● Brano selezionato
Conte però preferisce non «seminare allarmismo», se non a piccole dosi. Il giusto per preparare l'opinione pubblica alla successiva stretta. Così non ha preso bene la sortita del virologo Andrea Crisanti che ha adombrato la possibilità di una chiusura generalizzata del Paese «durante le feste di Natale». Ma neppure l'ha esclusa. Anzi: «Io non faccio previsioni per Natale, faccio previsioni delle misure più idonee, adeguate e sostenibili per prevenire un lockdown. Però dipenderà molto dal comportamento» degli italiani. «Questa è una partita in cui vinciamo tutti, altrimenti perdiamo tutti», ha ammonito, «non potete pensare che ci sia il governo che risolve il problema. E' stata tutta la comunità nazionale che ci ha consentito di affrontare la fase più dura e ne siamo usciti vincitori. E smettiamola di fare discorsi astratti, discussioni. Bisogna essere concreti, c'è da tutelare la salute: se cresce il numero dei contagiati nelle terapie intensive andremmo di nuovo in difficoltà. Dobbiamo arrestare questa curva e per farlo è indispensabile rispettare le regole».
Il nuovo appello agli italiani, condito da messaggi ai governatori, è stato accompagnato da Conte da un'analisi allarmata della situazione: «La curva dei contagi continua e sta lentamente ma progressivamente crescendo. È la ragione per cui abbiamo adottato, e non ci ha fatto piacere, delle misure restrittive. Altre, ulteriori, potranno prenderle le Regioni. È chiaro che è una situazione che non può non preoccuparci». Come dire: non toccherà solo al governo caricarsi sulle spalle la croce dell'eventuale lockdown. «Fuoco amico della destra, come durante la prima fase, non sarà più accettato», dice un alto esponente del Pd.
Il ministro agli Affari regionali, Francesco Boccia, però getta acqua sul fuoco: «Siamo preoccupati, ma nessun terrore: la situazione di oggi è diversa rispetto a marzo-aprile, le reti sanitarie territoriali sono state rafforzate, le terapie intensive e sub-intensive sono aumentate e sostengono gli sforzi in corso. Ma più che mai serve adesso ancora più prudenza. Il virus è tra noi e corre veloce». «Rispetto al picco del 21 marzo quando vi furono 6.557 nuovi contagi a fronte di appena 26.336 tamponi», aggiunge un altro ministro, «la situazione è più rassicurante: martedì sono stati fatti 152.196 tamponi con un indice di contagio del 4,8. A marzo l'indice era del 25%».

● Insieme di dati
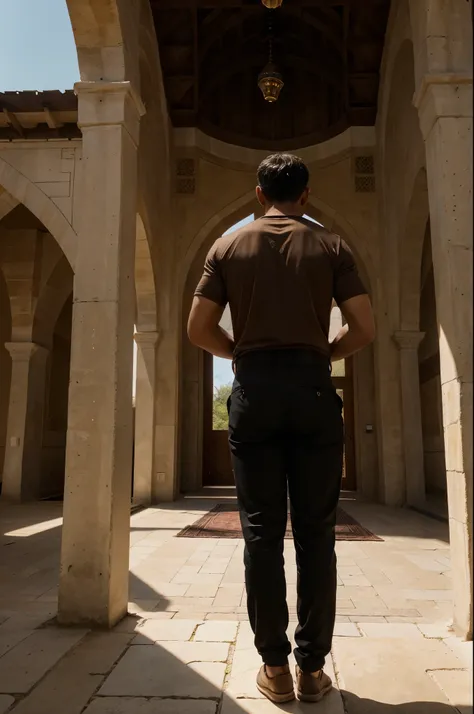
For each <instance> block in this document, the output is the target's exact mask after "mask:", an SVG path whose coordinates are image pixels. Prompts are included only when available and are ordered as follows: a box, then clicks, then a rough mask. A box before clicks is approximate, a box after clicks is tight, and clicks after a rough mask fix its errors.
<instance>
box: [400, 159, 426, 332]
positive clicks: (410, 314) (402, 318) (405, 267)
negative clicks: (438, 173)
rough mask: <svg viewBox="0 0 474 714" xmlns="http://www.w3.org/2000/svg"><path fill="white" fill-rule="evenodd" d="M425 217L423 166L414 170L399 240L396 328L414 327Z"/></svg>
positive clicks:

● Domande sul brano
**A)** Secondo il brano, quanti tamponi sono stati fatti martedì?
**B)** Per favore, trascrivi dal brano il passo che va da «Il nuovo appello» a «esponente del Pd.».
**C)** Indica se ciascuna affermazione concorda con il brano. Rispondi sì o no e cita le parole del brano che lo stabiliscono. (i) Conte ha escluso una chiusura generalizzata durante le feste di Natale. (ii) Boccia afferma che le terapie intensive e sub-intensive sono aumentate. (iii) A marzo l'indice di contagio era del 4,8.

● Risposte alle consegne
**A)** Martedì sono stati fatti 152.196 tamponi.

**B)**
Il nuovo appello agli italiani, condito da messaggi ai governatori, è stato accompagnato da Conte da un'analisi allarmata della situazione: «La curva dei contagi continua e sta lentamente ma progressivamente crescendo. È la ragione per cui abbiamo adottato, e non ci ha fatto piacere, delle misure restrittive. Altre, ulteriori, potranno prenderle le Regioni. È chiaro che è una situazione che non può non preoccuparci». Come dire: non toccherà solo al governo caricarsi sulle spalle la croce dell'eventuale lockdown. «Fuoco amico della destra, come durante la prima fase, non sarà più accettato», dice un alto esponente del Pd.

**C)**
(i) No: «Ma neppure l'ha esclusa.»
(ii) Sì: «le terapie intensive e sub-intensive sono aumentate»
(iii) No: «A marzo l'indice era del 25%»